◆ TO DO
Count how many lines in the rows below contain the word "knob", and reply with that number only.

## Start

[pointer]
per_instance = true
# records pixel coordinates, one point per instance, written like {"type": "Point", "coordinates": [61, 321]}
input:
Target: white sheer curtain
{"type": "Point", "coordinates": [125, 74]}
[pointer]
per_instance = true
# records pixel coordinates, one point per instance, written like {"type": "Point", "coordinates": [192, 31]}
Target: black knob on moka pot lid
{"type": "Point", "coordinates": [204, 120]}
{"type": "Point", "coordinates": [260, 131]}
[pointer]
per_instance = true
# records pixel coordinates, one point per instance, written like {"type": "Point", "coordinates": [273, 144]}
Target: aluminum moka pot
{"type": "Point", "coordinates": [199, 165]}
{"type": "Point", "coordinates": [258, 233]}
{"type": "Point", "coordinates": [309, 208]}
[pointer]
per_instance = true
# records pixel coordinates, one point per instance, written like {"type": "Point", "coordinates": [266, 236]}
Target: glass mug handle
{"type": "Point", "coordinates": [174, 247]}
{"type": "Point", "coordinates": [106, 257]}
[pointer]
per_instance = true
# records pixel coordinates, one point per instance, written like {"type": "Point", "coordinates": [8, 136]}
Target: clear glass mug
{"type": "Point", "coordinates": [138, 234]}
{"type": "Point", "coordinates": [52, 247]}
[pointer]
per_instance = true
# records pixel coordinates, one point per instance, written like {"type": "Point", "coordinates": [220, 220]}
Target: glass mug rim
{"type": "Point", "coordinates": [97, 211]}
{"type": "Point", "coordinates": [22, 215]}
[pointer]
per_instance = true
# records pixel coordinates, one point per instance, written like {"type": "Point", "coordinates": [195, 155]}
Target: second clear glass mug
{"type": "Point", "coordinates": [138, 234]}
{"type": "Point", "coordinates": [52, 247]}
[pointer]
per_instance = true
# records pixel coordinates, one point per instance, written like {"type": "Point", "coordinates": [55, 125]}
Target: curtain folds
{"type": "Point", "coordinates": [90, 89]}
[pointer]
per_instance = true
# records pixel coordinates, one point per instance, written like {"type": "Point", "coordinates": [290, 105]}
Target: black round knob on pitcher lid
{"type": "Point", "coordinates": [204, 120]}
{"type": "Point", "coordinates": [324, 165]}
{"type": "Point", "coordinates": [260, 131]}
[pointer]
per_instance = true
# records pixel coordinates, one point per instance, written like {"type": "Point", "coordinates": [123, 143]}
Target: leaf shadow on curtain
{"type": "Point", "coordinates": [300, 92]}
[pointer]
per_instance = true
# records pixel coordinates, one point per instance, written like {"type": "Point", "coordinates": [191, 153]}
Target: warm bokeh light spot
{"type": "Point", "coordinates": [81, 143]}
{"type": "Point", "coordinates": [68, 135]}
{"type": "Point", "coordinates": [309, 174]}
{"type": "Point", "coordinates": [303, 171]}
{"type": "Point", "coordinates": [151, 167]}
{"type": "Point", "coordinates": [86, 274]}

## End
## Start

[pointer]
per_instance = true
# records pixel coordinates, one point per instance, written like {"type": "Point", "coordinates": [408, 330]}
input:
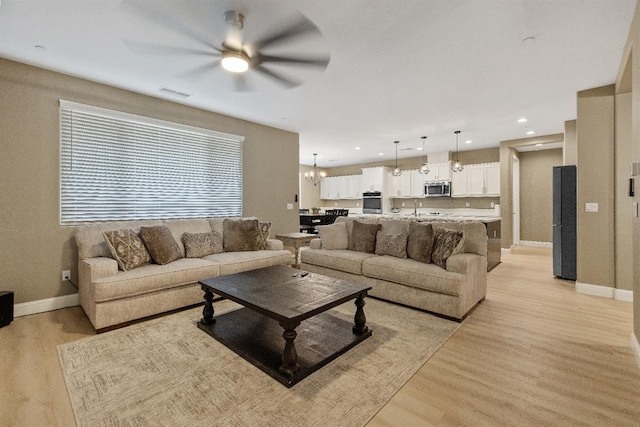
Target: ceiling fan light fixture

## End

◆ RESULT
2